# Requirement
When the line containing "Task: annotate each instance of the paving" appears in the entries below, begin printing there and stop after the line containing "Target: tiled roof"; print each of those lines exactly and no other line.

# Recorded information
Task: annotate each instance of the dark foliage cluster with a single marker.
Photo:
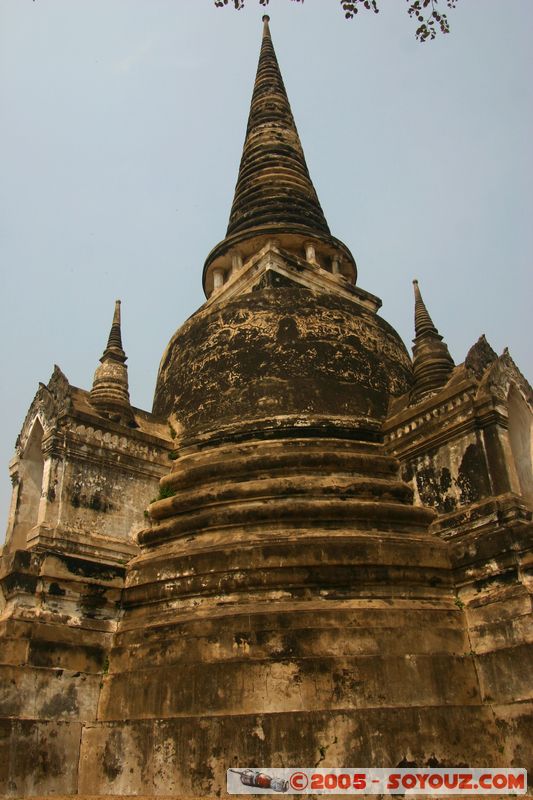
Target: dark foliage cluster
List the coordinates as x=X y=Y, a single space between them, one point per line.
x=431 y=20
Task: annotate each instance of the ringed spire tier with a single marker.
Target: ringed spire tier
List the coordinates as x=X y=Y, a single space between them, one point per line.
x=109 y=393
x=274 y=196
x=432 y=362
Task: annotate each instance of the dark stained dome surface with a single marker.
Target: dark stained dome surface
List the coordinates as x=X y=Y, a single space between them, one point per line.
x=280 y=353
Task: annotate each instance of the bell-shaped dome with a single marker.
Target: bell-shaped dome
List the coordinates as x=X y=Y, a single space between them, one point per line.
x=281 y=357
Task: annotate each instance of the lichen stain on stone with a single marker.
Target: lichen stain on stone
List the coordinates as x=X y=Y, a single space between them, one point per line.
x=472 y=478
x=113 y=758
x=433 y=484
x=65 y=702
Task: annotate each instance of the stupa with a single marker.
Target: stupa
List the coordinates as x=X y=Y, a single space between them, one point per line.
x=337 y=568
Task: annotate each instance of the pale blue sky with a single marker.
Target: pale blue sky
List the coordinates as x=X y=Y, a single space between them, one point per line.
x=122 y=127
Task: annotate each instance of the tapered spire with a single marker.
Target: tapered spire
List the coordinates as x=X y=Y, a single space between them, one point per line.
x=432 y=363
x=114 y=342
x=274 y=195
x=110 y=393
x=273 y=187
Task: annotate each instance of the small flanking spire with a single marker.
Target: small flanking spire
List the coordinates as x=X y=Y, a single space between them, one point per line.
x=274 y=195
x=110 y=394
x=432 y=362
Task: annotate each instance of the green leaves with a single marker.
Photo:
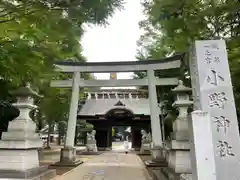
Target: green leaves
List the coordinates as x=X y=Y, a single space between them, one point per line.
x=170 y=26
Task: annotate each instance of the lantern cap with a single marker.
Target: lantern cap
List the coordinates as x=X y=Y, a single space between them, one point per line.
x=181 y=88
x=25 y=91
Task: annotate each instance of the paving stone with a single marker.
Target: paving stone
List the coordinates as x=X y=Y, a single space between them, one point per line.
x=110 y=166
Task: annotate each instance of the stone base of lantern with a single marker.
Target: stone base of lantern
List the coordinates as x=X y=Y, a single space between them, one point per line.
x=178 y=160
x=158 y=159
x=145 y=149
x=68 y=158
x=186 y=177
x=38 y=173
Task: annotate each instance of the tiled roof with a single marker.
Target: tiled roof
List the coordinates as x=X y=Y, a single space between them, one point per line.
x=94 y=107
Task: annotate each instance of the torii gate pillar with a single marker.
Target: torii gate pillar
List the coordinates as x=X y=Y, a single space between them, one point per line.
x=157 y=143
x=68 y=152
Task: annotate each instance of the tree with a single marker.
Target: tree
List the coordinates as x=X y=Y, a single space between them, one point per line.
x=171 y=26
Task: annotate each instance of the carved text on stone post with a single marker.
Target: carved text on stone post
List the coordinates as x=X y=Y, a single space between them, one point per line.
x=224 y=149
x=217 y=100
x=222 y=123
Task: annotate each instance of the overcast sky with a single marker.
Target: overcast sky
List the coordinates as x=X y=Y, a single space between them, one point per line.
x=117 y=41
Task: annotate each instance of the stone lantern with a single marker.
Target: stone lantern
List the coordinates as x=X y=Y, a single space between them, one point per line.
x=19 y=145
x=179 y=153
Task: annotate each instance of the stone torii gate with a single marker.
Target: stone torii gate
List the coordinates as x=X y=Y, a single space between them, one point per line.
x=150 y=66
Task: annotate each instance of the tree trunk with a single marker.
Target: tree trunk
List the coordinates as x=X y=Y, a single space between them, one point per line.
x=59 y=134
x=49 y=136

# Answer to the problem
Task: annotate each instance of the paving stone with a single marker.
Target: paving stone
List the coordinates as x=X y=Y, a single space between them, one point per line.
x=110 y=166
Task: annotate each instance of the stone base of lantern with a single marker.
Target: stone base of lantern
List the coordinates as x=X y=Y, a single space between them, one point per line.
x=178 y=160
x=158 y=159
x=145 y=149
x=68 y=158
x=186 y=177
x=38 y=173
Task: annotate each instance of the tiled roof with a single marker.
Target: tiled roof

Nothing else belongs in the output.